» The task
Continue the text on dysregulated metabolism in cancer from where it stops.

Cancer cannot be defined as a single disease, but rather a collection of diseases with distinct histopathological and genetic features. Nevertheless, all cancers share many common traits, among which dysregulated metabolism is a hallmark. It is now clear that several metabolic pathways converge to provide cancer cells with the nutrients required for unrestrained growth and proliferation, and to maintain redox homeostasis. Yet, the extent at which dysregulated metabolism contributes to the cancerous transformation is poorly understood.
Mutations in the Tricarboxylic acid (TCA) cycle enzymes Succinate Dehydrogenase (SDH), Fumarate Hydratase (FH), and Isocitrate Dehydrogenase (IDH) have been shown to cause hereditary and sporadic forms of cancer. These discoveries provide evidence of an unanticipated cancer-causing role of mutated metabolic enzymes.
Our laboratory seeks to understand the contribution of dysregulated metabolism to age-associated disorders, in particular focusing on cancer. A part of the lab is investigating how the loss of FH causes Hereditary Leiomyomatosys and Renal Cell Carcinoma (HLRCC). While rare, HLRCC provides a tractable paradigm where it is clear that a metabolic event initiates cancer. Furthermore, HLRCC individuals represent an unmet need in terms of cancer prevention and management. Another part of the lab is working on the metabolic determinants of cancer initiation and progression. These findings and approaches can extend to other models of ageing and age-related diseases, to identify metabolic markers of disease and to establish novel therapeutic strategies and diagnostic tools.

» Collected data

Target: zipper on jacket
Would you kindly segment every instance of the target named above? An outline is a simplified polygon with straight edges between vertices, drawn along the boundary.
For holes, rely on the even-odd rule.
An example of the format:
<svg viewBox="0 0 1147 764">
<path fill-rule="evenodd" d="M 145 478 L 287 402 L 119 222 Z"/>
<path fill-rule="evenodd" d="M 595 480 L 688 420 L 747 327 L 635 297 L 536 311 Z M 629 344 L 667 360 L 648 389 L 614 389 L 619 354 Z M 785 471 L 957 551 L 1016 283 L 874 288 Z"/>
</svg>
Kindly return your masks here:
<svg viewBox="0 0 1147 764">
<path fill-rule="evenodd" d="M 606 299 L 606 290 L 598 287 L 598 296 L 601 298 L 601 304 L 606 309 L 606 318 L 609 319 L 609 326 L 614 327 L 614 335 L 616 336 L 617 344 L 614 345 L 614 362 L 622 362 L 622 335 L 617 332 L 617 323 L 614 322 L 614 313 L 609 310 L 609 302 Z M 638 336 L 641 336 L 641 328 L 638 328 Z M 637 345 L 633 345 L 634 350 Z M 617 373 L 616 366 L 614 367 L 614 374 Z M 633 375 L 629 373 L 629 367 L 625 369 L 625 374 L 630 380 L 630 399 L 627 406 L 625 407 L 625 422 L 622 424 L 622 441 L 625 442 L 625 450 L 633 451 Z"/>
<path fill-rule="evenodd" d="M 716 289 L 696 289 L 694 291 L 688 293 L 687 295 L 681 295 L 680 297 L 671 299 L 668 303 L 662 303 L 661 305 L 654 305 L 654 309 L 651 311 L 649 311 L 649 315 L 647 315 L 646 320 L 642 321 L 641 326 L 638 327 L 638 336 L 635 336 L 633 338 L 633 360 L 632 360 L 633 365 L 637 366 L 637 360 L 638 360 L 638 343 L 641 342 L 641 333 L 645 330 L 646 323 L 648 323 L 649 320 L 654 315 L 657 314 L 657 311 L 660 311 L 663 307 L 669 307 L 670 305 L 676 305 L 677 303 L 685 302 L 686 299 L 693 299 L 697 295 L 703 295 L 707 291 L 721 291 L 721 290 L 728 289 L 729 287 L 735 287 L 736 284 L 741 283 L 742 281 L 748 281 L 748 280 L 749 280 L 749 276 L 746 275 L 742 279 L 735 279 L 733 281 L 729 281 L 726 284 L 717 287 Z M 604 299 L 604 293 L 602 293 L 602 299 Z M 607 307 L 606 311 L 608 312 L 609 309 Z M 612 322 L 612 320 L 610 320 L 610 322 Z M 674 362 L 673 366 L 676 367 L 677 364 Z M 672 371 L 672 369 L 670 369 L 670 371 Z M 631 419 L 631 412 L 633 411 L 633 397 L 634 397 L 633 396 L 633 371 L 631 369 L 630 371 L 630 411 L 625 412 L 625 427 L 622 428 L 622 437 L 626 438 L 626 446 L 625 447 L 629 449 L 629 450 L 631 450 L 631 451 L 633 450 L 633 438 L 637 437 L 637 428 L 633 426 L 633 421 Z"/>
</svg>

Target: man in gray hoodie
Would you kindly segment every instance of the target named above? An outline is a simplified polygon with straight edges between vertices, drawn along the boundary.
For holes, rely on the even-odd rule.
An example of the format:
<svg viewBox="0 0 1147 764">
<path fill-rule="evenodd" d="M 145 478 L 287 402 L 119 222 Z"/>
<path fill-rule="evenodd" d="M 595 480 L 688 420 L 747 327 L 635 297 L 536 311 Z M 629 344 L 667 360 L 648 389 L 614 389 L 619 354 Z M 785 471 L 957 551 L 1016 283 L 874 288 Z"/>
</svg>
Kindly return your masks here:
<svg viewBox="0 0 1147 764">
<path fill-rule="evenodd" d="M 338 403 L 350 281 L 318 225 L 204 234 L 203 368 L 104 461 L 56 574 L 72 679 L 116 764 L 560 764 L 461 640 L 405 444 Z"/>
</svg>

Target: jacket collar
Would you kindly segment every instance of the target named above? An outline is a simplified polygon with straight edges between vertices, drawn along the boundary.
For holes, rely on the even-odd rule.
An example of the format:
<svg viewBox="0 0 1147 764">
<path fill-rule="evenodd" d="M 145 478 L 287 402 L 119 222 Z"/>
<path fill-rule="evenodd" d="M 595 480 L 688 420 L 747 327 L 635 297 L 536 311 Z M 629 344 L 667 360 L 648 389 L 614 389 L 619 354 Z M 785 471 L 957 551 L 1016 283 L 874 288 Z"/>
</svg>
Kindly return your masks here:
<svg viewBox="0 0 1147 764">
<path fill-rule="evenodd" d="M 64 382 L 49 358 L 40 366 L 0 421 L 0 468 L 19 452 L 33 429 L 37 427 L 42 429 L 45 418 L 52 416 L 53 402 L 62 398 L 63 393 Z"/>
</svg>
--
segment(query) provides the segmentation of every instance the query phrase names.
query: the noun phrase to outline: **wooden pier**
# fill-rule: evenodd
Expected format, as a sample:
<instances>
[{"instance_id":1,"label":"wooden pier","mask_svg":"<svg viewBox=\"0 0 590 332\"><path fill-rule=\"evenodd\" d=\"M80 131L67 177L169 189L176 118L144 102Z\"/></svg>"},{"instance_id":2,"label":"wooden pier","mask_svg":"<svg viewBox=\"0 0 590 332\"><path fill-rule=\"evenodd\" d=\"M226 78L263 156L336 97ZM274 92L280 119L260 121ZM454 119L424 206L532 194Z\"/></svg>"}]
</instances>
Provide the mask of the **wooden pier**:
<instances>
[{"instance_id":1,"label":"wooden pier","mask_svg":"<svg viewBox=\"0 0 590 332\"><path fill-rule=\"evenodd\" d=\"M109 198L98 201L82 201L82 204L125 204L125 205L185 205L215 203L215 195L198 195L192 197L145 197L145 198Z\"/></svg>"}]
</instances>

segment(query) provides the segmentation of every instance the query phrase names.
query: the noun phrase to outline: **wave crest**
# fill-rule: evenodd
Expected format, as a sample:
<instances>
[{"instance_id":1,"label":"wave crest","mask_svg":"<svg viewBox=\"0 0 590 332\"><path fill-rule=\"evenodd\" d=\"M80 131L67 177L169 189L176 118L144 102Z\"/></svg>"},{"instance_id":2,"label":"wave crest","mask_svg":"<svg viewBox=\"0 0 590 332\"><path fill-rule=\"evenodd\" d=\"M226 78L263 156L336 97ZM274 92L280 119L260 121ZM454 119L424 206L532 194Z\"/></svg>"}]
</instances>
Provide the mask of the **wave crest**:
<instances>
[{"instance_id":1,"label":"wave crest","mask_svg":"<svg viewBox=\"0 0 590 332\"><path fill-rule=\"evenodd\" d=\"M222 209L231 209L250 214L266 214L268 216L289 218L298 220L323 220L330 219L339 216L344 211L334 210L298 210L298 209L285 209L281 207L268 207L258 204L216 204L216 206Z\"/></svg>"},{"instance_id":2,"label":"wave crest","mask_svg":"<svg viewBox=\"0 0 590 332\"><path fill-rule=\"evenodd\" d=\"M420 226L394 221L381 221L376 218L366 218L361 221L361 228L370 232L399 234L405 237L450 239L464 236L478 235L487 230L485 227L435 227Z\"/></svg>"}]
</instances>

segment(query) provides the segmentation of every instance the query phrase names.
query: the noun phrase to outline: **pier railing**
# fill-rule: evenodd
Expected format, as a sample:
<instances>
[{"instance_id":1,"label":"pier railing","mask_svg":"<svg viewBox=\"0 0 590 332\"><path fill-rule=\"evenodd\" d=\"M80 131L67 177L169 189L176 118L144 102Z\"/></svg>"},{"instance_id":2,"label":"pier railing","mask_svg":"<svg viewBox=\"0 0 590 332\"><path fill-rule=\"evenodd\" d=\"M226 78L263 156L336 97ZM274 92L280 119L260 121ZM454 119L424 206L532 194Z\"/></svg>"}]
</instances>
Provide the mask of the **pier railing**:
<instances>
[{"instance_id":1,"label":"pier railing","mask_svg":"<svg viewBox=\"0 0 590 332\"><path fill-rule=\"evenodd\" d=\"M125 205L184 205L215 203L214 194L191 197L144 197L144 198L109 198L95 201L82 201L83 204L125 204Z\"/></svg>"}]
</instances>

» Result of the exercise
Our work has multiple implications:
(1) it will provide a mechanistic understanding of the role of metabolism and small molecule metabolites in human diseases;
(2) it will generate experimental and computational tools to identify metabolic vulnerabilities that we can use as pharmacological targets for cancer therapy;
(3) it will apply metabolomics and multi-omics analyses, to mouse and human models to identify metabolic markers of disease initiation for clinical application in early detection and for patient stratification.